Problem —
Gather every line of the records below that contains the word "instance". Case counts, so a match must have the same capitalization.

Records provided —
□ □ □ □ □ □ □
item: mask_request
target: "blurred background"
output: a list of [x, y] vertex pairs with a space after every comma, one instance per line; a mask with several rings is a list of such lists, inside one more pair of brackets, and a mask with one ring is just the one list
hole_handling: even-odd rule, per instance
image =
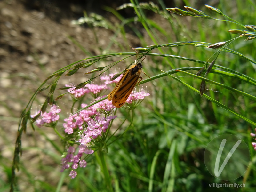
[[[139, 1], [149, 3], [147, 1]], [[145, 23], [140, 20], [141, 18], [138, 17], [137, 14], [132, 8], [127, 7], [116, 10], [117, 8], [124, 4], [131, 3], [124, 0], [0, 1], [0, 191], [7, 191], [9, 189], [8, 183], [10, 180], [10, 168], [13, 158], [19, 117], [21, 112], [37, 88], [49, 75], [67, 65], [90, 56], [109, 52], [133, 52], [131, 51], [129, 45], [133, 47], [145, 47], [152, 44], [160, 44], [179, 41], [205, 41], [214, 43], [227, 40], [231, 37], [227, 31], [233, 28], [232, 27], [235, 28], [237, 26], [212, 20], [182, 17], [171, 14], [164, 9], [177, 7], [184, 10], [184, 6], [187, 5], [209, 12], [209, 10], [207, 11], [204, 5], [207, 4], [220, 9], [222, 9], [221, 10], [225, 12], [226, 15], [237, 20], [243, 24], [255, 25], [255, 2], [254, 1], [244, 1], [244, 4], [243, 4], [244, 3], [242, 1], [235, 0], [151, 1], [158, 8], [159, 10], [163, 12], [160, 13], [162, 14], [161, 15], [159, 12], [152, 11], [153, 9], [151, 10], [144, 9], [143, 14], [148, 19], [148, 22], [146, 23], [148, 27], [147, 28], [144, 24]], [[137, 2], [136, 1], [135, 2]], [[212, 14], [213, 17], [218, 17], [212, 13], [210, 14]], [[102, 24], [99, 22], [100, 24], [98, 23], [98, 25], [94, 25], [94, 23], [96, 23], [96, 21], [82, 25], [72, 24], [72, 21], [77, 20], [84, 15], [95, 20], [96, 17], [95, 14], [102, 16], [100, 19], [105, 22]], [[153, 31], [154, 37], [152, 38], [149, 33], [149, 30], [152, 30], [150, 31], [151, 32]], [[236, 51], [241, 51], [242, 54], [250, 57], [253, 60], [254, 59], [253, 56], [255, 55], [255, 49], [253, 48], [254, 47], [255, 43], [251, 41], [246, 43], [247, 44], [245, 44], [245, 42], [240, 41], [232, 46]], [[164, 52], [191, 57], [205, 61], [212, 53], [212, 52], [207, 51], [198, 52], [198, 49], [196, 49], [192, 47], [181, 48], [178, 50], [175, 49], [169, 51], [165, 50]], [[161, 51], [154, 50], [154, 52], [158, 52]], [[252, 66], [248, 61], [243, 60], [238, 57], [234, 58], [232, 57], [225, 58], [225, 55], [223, 55], [220, 64], [226, 65], [226, 67], [240, 70], [239, 71], [240, 72], [248, 74], [249, 76], [250, 74], [247, 72], [255, 70], [255, 67]], [[130, 61], [132, 61], [131, 60]], [[159, 69], [167, 70], [168, 68], [166, 67], [172, 69], [173, 68], [172, 68], [172, 65], [177, 68], [182, 65], [184, 66], [194, 66], [193, 63], [173, 60], [171, 61], [172, 65], [168, 64], [165, 66], [165, 59], [151, 58], [149, 57], [147, 57], [143, 62], [148, 65], [148, 66], [147, 65], [144, 66], [144, 71], [150, 76], [159, 73]], [[239, 66], [237, 65], [237, 62], [240, 64]], [[123, 66], [120, 66], [120, 68], [124, 68], [124, 67], [130, 63], [129, 62], [124, 63]], [[104, 65], [104, 63], [101, 64]], [[198, 64], [197, 65], [201, 67]], [[94, 67], [92, 67], [92, 68]], [[84, 71], [79, 72], [75, 76], [63, 78], [60, 83], [59, 87], [71, 82], [77, 84], [84, 82], [87, 79], [88, 77], [84, 74], [89, 69], [86, 69]], [[251, 77], [253, 77], [254, 75], [252, 75]], [[203, 178], [205, 176], [204, 173], [208, 174], [206, 178], [211, 176], [209, 175], [209, 173], [205, 173], [207, 171], [205, 168], [202, 168], [204, 167], [203, 160], [198, 157], [203, 154], [205, 144], [209, 141], [197, 143], [193, 147], [189, 145], [191, 143], [188, 142], [187, 139], [183, 137], [182, 135], [180, 136], [180, 135], [186, 135], [186, 133], [189, 132], [190, 134], [195, 135], [196, 137], [196, 132], [202, 131], [203, 133], [200, 132], [199, 135], [203, 135], [204, 138], [208, 138], [211, 136], [217, 136], [227, 132], [233, 133], [237, 132], [246, 137], [245, 133], [250, 133], [253, 128], [226, 111], [212, 107], [210, 103], [208, 101], [200, 100], [200, 98], [195, 99], [192, 95], [191, 98], [188, 98], [190, 97], [188, 96], [191, 94], [191, 92], [184, 91], [180, 92], [180, 86], [177, 84], [177, 83], [175, 84], [169, 82], [169, 81], [171, 80], [167, 78], [164, 79], [159, 79], [147, 85], [149, 89], [152, 90], [150, 93], [152, 98], [151, 99], [152, 100], [149, 101], [149, 104], [147, 106], [147, 115], [144, 115], [148, 117], [149, 120], [148, 119], [148, 123], [152, 126], [150, 127], [148, 124], [145, 125], [143, 124], [143, 127], [139, 121], [137, 123], [138, 124], [140, 125], [139, 126], [142, 127], [141, 131], [145, 138], [148, 138], [145, 139], [147, 140], [147, 142], [152, 141], [152, 146], [155, 145], [162, 149], [164, 148], [168, 141], [164, 141], [161, 138], [166, 135], [164, 132], [156, 135], [155, 129], [159, 129], [160, 130], [159, 127], [164, 129], [164, 127], [167, 127], [165, 126], [171, 126], [170, 125], [171, 124], [173, 125], [173, 129], [170, 129], [172, 131], [168, 132], [168, 135], [170, 135], [170, 138], [177, 137], [180, 140], [177, 140], [187, 141], [186, 146], [193, 148], [189, 149], [188, 151], [184, 152], [184, 148], [186, 147], [183, 145], [181, 146], [182, 148], [180, 149], [182, 152], [176, 152], [179, 161], [186, 162], [189, 165], [185, 166], [188, 170], [182, 169], [181, 165], [180, 167], [180, 169], [177, 171], [179, 172], [178, 175], [182, 175], [183, 173], [181, 173], [183, 172], [186, 172], [183, 173], [184, 174], [187, 174], [179, 178], [180, 180], [178, 180], [178, 183], [180, 186], [184, 185], [184, 187], [178, 187], [175, 191], [201, 191], [204, 188], [204, 185], [206, 185], [207, 183], [207, 181], [203, 180]], [[167, 79], [169, 80], [167, 81]], [[198, 82], [196, 83], [195, 84], [198, 89]], [[251, 92], [251, 94], [255, 95], [255, 87], [252, 89], [251, 87], [244, 87], [243, 84], [237, 84], [235, 82], [230, 84], [235, 85], [235, 88], [246, 89], [246, 91]], [[157, 87], [159, 85], [163, 87], [160, 88], [160, 90], [158, 90]], [[214, 89], [214, 87], [213, 88]], [[175, 97], [173, 95], [169, 94], [170, 92], [174, 91], [175, 93], [171, 94], [175, 95]], [[157, 94], [159, 94], [158, 96]], [[46, 96], [44, 93], [39, 95], [35, 101], [35, 107], [44, 101]], [[249, 110], [247, 111], [245, 108], [248, 106], [246, 105], [246, 102], [243, 101], [242, 103], [240, 102], [241, 101], [236, 100], [233, 97], [236, 98], [234, 95], [230, 97], [227, 97], [222, 101], [230, 106], [233, 106], [234, 103], [236, 104], [235, 105], [236, 105], [235, 106], [238, 108], [236, 109], [238, 111], [244, 113], [244, 115], [247, 114], [250, 118], [255, 117], [255, 106], [250, 105], [248, 108]], [[168, 103], [170, 98], [176, 98], [174, 99], [175, 103], [171, 102]], [[196, 113], [189, 113], [189, 109], [193, 110], [192, 109], [195, 107], [196, 108], [197, 107], [193, 105], [193, 103], [196, 103], [197, 102], [199, 103], [199, 105], [202, 107], [202, 110], [198, 109]], [[62, 102], [63, 104], [65, 103]], [[65, 105], [64, 105], [65, 107]], [[156, 106], [158, 108], [154, 108], [154, 106]], [[240, 110], [240, 108], [242, 110]], [[138, 111], [138, 113], [139, 114], [143, 112], [141, 109]], [[161, 115], [159, 115], [160, 113]], [[63, 118], [65, 118], [65, 115], [63, 115], [64, 116], [62, 117]], [[189, 116], [189, 115], [192, 116]], [[169, 119], [174, 120], [170, 120]], [[184, 120], [188, 119], [190, 120], [188, 121]], [[205, 122], [205, 119], [207, 119], [207, 121]], [[167, 123], [163, 120], [171, 124]], [[183, 121], [185, 122], [182, 123]], [[202, 123], [205, 124], [199, 125], [202, 121], [204, 122]], [[183, 124], [188, 125], [188, 122], [189, 126], [193, 127], [193, 130], [183, 130], [184, 131], [181, 131], [182, 126], [177, 124]], [[136, 122], [135, 123], [136, 125]], [[134, 127], [136, 127], [136, 125]], [[148, 130], [145, 128], [146, 127]], [[202, 127], [204, 129], [203, 131], [200, 129], [203, 129]], [[23, 134], [22, 143], [23, 153], [21, 158], [21, 169], [17, 173], [19, 178], [18, 183], [20, 191], [55, 191], [61, 177], [61, 173], [60, 172], [60, 154], [55, 153], [56, 150], [55, 148], [57, 147], [55, 147], [52, 142], [56, 142], [59, 145], [60, 147], [61, 144], [59, 138], [52, 129], [44, 127], [34, 131], [29, 128], [26, 133]], [[161, 132], [160, 131], [159, 131]], [[179, 133], [177, 133], [176, 131]], [[130, 140], [124, 146], [132, 145], [134, 142], [132, 139], [134, 136], [133, 134], [134, 132], [132, 132], [129, 134], [129, 136], [127, 138]], [[211, 135], [211, 134], [212, 135]], [[179, 138], [179, 135], [183, 139]], [[156, 139], [154, 135], [156, 137], [157, 135], [158, 139]], [[153, 141], [155, 139], [156, 141]], [[190, 139], [191, 137], [188, 140]], [[193, 139], [192, 140], [193, 140]], [[248, 140], [249, 140], [250, 139]], [[248, 141], [248, 143], [250, 143], [250, 142]], [[152, 146], [149, 147], [148, 148], [152, 150], [153, 153], [154, 151], [152, 149], [154, 147]], [[136, 146], [133, 147], [136, 147]], [[118, 151], [119, 149], [119, 147], [115, 146], [112, 150], [110, 150], [110, 156], [115, 154], [115, 150]], [[135, 149], [135, 151], [132, 151], [134, 156], [137, 155], [136, 154], [139, 152], [139, 149]], [[164, 156], [164, 155], [163, 156]], [[151, 160], [153, 156], [151, 156]], [[162, 159], [160, 159], [161, 160], [160, 161], [162, 161], [163, 163], [164, 164], [166, 160], [166, 157], [161, 158]], [[140, 158], [141, 159], [140, 159]], [[145, 165], [143, 164], [147, 162], [145, 158], [145, 156], [139, 157], [137, 156], [135, 159], [141, 161], [142, 166]], [[178, 161], [178, 159], [177, 160]], [[110, 164], [110, 166], [116, 165], [116, 164]], [[190, 174], [190, 172], [196, 172], [196, 170], [191, 170], [194, 167], [196, 167], [195, 170], [202, 168], [201, 170], [204, 169], [204, 171], [198, 173], [198, 176], [194, 177], [194, 175]], [[88, 168], [87, 171], [93, 171], [93, 169], [92, 169]], [[145, 166], [144, 169], [146, 171], [149, 171], [147, 165]], [[252, 169], [255, 171], [255, 166]], [[161, 172], [163, 173], [159, 170], [158, 173], [161, 175]], [[254, 172], [255, 173], [255, 171]], [[68, 173], [66, 172], [65, 174], [65, 176], [61, 176], [66, 178], [65, 180], [63, 179], [64, 184], [61, 187], [61, 191], [94, 191], [93, 189], [95, 185], [100, 183], [101, 181], [99, 178], [95, 179], [91, 178], [90, 179], [94, 181], [95, 183], [91, 184], [94, 187], [90, 187], [90, 183], [86, 183], [82, 179], [84, 184], [79, 187], [78, 186], [81, 184], [79, 182], [81, 182], [81, 180], [76, 180], [79, 181], [73, 180], [70, 183], [67, 176]], [[130, 174], [128, 174], [131, 176]], [[91, 177], [99, 177], [99, 175], [96, 175], [95, 174]], [[121, 174], [120, 176], [125, 177], [125, 176]], [[188, 182], [188, 184], [187, 184], [188, 180], [186, 180], [187, 177], [189, 178], [188, 176], [190, 177], [189, 180], [191, 183]], [[136, 178], [137, 176], [133, 175], [132, 177], [135, 178], [137, 180], [139, 179]], [[207, 180], [205, 178], [205, 180]], [[184, 181], [185, 180], [186, 181]], [[253, 186], [255, 187], [253, 180], [251, 180], [252, 188]], [[194, 181], [194, 183], [193, 181]], [[143, 182], [147, 183], [145, 180]], [[186, 186], [186, 183], [188, 185], [190, 183], [191, 186], [193, 185], [194, 188]], [[195, 185], [195, 183], [197, 184]], [[88, 189], [84, 190], [82, 189], [83, 186], [84, 187], [84, 185], [86, 186]], [[43, 186], [44, 187], [42, 188]], [[100, 190], [99, 189], [100, 187], [99, 187], [98, 189], [97, 188], [94, 188], [94, 191], [97, 191]], [[120, 191], [129, 191], [127, 189], [125, 190], [124, 189], [125, 188], [123, 187], [121, 188]], [[253, 188], [251, 189], [252, 191], [253, 191]], [[228, 190], [231, 189], [228, 189]], [[143, 187], [141, 190], [140, 191], [147, 191]], [[224, 189], [220, 190], [225, 191]], [[161, 190], [156, 189], [153, 191]]]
□ □ □ □ □ □ □
The solution —
output: a list of [x, y] vertex pairs with a space after every comma, one instance per line; a mask with several rings is a list of such lists, inside one more pair of brackets, and a mask with one ring is just the one list
hole_handling: even-odd rule, per instance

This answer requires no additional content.